:: Source text ::
━━━

Across Uganda, task shifting means that nurses diagnose and prescribe medication for a wide range of conditions. After visiting a range of medical facilities, it became clear that the quality of drug prescribing varied wildly. Some staff prescribed with clarity, consistency and
quality while others were inconsistent. Dangerous medications such steroids were being used in high doses for infections and allergies. Injections were being used un-necessarily.
Patients were often given five or six different medications, when one or two would have been enough.
Nurses and clinical officers in Uganda do a great job given their short training and lack of resources, and receive very little training or help on their core work – treating the most common medical conditions. ‘Basic Guidelines for Common Conditions” was design in response to this. This tool is designed to help clinicians make the best decisions possible for their patients, using the best value drugs available. It is designed specifically for Nurses and Clinical Officers working at Health Center 2 and 3 level, who have minimal laboratory tests available.

━━━

:: Data records ::
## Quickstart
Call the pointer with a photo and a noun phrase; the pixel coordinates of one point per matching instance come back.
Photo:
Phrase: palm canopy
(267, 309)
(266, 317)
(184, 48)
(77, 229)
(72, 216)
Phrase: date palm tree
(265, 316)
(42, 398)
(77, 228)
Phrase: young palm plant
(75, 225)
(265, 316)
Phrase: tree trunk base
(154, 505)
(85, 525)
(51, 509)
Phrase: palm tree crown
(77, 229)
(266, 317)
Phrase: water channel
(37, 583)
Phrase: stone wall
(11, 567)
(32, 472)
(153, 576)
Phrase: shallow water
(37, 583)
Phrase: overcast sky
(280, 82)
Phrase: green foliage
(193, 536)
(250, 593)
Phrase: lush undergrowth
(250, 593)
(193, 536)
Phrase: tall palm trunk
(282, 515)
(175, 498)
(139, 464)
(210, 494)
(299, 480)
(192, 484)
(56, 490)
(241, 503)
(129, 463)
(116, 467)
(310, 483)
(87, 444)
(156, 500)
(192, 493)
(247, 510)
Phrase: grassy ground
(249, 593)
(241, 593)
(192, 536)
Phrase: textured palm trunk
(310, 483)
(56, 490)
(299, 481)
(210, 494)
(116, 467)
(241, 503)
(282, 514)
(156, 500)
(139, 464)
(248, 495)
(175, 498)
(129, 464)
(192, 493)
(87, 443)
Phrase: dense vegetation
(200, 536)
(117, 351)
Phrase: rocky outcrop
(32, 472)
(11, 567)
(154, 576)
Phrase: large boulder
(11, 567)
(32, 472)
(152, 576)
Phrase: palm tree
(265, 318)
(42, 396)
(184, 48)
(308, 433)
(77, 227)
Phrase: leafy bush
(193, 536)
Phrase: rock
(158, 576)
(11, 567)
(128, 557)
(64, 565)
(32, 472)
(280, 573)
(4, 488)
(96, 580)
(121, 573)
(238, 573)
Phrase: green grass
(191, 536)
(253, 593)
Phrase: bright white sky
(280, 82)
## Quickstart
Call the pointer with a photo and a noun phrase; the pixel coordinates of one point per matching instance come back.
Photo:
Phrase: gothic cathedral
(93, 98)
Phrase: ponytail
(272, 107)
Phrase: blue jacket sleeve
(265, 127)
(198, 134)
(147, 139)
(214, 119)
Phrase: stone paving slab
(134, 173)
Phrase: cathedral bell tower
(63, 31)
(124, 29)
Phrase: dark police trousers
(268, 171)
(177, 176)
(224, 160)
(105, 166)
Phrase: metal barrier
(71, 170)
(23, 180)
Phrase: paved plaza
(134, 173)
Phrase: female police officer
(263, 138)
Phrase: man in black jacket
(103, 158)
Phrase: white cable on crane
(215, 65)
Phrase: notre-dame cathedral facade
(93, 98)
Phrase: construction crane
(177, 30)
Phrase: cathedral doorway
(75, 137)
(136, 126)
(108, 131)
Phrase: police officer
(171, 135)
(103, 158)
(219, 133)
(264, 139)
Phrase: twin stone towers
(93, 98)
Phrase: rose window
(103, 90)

━━━

:: Activity list ::
(a) Decide whether each statement agrees with the text on prescribing in Uganda, answering yes or no and quoting the words of the text that decide it: (i) Patients were often given more medications than they needed. (ii) Nurses and clinical officers in Uganda get substantial training on treating the most common medical conditions. (iii) The guidelines are meant for clinicians who have minimal laboratory tests available.
(b) Summarize the text on prescribing in Uganda in two sentences.

:: Task-by-task solutions ::
(a)
(i) Yes: "Patients were often given five or six different medications, when one or two would have been enough."
(ii) No: "receive very little training or help on their core work – treating the most common medical conditions."
(iii) Yes: "It is designed specifically for Nurses and Clinical Officers working at Health Center 2 and 3 level, who have minimal laboratory tests available."

(b) In Uganda, nurses diagnose and prescribe for many conditions, but prescribing quality varied widely, with high-dose steroids, unnecessary injections and too many medications per patient. "Basic Guidelines for Common Conditions" was designed to help Nurses and Clinical Officers at Health Center 2 and 3 level, who have minimal laboratory tests available, make the best decisions for their patients using the best value drugs.